### GIVEN DATA ###

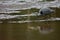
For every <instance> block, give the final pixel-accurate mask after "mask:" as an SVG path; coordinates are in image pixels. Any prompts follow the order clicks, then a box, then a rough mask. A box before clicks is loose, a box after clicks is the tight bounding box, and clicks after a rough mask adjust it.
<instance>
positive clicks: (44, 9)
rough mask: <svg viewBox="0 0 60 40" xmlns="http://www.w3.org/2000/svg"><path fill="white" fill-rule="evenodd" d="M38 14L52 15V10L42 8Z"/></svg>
mask: <svg viewBox="0 0 60 40" xmlns="http://www.w3.org/2000/svg"><path fill="white" fill-rule="evenodd" d="M39 13H40V14H41V15H47V14H51V13H54V10H52V9H50V8H42V9H40V11H39Z"/></svg>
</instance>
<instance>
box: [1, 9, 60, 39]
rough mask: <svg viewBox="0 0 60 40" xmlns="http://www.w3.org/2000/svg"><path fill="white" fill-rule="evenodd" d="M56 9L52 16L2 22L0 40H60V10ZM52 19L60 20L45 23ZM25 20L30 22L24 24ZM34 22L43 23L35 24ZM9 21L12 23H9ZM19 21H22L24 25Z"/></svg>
mask: <svg viewBox="0 0 60 40" xmlns="http://www.w3.org/2000/svg"><path fill="white" fill-rule="evenodd" d="M55 9H56V12H55V14H51V15H45V16H33V17H21V18H22V19H20V18H19V17H18V19H15V18H14V19H9V20H5V19H4V20H0V40H60V27H59V26H60V14H59V13H60V9H59V8H55ZM50 17H54V18H58V20H55V19H54V20H55V21H44V20H47V19H49V20H50ZM25 20H28V21H26V22H25V23H24V22H23V21H25ZM34 20H41V21H40V22H39V21H35V22H34ZM42 20H43V21H42ZM8 21H10V22H11V23H8ZM12 21H15V23H12ZM18 21H19V22H21V21H22V23H19V22H18ZM29 21H33V22H29ZM51 29H52V31H51ZM42 31H43V32H42Z"/></svg>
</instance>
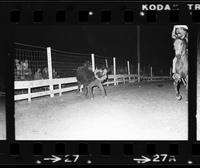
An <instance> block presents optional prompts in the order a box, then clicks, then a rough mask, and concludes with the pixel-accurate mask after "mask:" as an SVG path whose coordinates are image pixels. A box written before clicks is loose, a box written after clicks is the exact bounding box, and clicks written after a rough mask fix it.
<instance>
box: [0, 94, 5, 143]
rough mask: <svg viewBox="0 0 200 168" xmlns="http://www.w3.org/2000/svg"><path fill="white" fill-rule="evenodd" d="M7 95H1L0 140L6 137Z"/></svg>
mask: <svg viewBox="0 0 200 168" xmlns="http://www.w3.org/2000/svg"><path fill="white" fill-rule="evenodd" d="M5 114H6V112H5V96H0V140H5V139H6V115H5Z"/></svg>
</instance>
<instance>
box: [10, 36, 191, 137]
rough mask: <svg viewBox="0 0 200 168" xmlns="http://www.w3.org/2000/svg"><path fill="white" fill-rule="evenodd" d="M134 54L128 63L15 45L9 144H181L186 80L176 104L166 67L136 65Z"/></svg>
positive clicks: (82, 53) (49, 47)
mask: <svg viewBox="0 0 200 168" xmlns="http://www.w3.org/2000/svg"><path fill="white" fill-rule="evenodd" d="M140 48H141V49H142V46H140V44H139V38H138V44H137V49H138V51H137V56H136V57H135V61H130V60H125V59H124V58H123V56H122V57H115V56H113V57H111V56H103V55H101V54H100V53H95V52H94V53H88V54H85V53H79V52H78V51H77V53H74V52H69V51H67V50H66V51H60V50H57V49H55V48H52V47H50V46H35V45H33V44H23V43H18V42H16V43H15V54H16V55H15V61H14V64H15V71H14V72H15V83H14V84H15V96H14V100H15V129H16V130H15V138H16V140H187V139H188V134H187V132H188V114H187V113H188V111H187V108H188V104H187V93H186V90H185V87H184V83H185V82H186V81H185V80H184V81H182V80H181V79H180V80H178V81H179V83H181V87H180V92H181V95H182V96H181V98H180V97H179V98H176V93H175V89H174V79H173V77H174V78H175V77H177V76H176V75H175V76H173V73H172V67H169V69H167V70H165V71H164V72H163V70H160V69H158V68H157V67H152V66H151V65H149V66H147V67H142V66H141V64H140V50H141V49H140ZM172 50H173V48H172ZM161 59H162V58H161ZM172 59H173V58H172ZM180 78H181V77H180ZM175 81H176V79H175ZM96 86H98V87H96Z"/></svg>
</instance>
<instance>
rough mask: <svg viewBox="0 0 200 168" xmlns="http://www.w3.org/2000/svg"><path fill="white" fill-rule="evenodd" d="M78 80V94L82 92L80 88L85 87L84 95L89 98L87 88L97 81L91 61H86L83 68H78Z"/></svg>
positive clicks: (80, 67)
mask: <svg viewBox="0 0 200 168" xmlns="http://www.w3.org/2000/svg"><path fill="white" fill-rule="evenodd" d="M76 79H77V82H78V89H77V93H79V92H80V87H81V85H83V93H84V95H85V96H87V92H88V90H87V86H88V84H89V83H91V82H92V81H94V80H95V76H94V73H93V72H92V65H91V63H90V62H89V61H86V62H85V63H84V64H83V66H80V67H78V68H77V70H76Z"/></svg>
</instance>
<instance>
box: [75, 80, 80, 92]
mask: <svg viewBox="0 0 200 168" xmlns="http://www.w3.org/2000/svg"><path fill="white" fill-rule="evenodd" d="M80 88H81V83H80V82H78V89H77V91H76V93H77V94H78V93H79V92H80Z"/></svg>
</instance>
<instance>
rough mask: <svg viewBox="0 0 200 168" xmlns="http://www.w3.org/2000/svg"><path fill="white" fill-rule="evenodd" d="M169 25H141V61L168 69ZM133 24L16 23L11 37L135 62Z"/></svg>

###

Return all lines from the entries that contain the string "bounding".

SOLUTION
For every <instance> block, give the final pixel-accurate mask after "mask:" as an SVG path; coordinates are in image pixels. Any prompts follow the order clicks, then a box, then a rough mask. A box before clicks is loose, a box after clicks is the tight bounding box, and clicks after a rough mask adjust it.
An <instance> block presents optional prompts in the order a box, then clicks, then a rough mask, and concludes with the pixel-accurate mask after "mask:" as an SVG path whose coordinates are image pixels. A box written before clicks is loose, a box written after clicks is the exact bounding box, and clicks written after a rough mask fix it.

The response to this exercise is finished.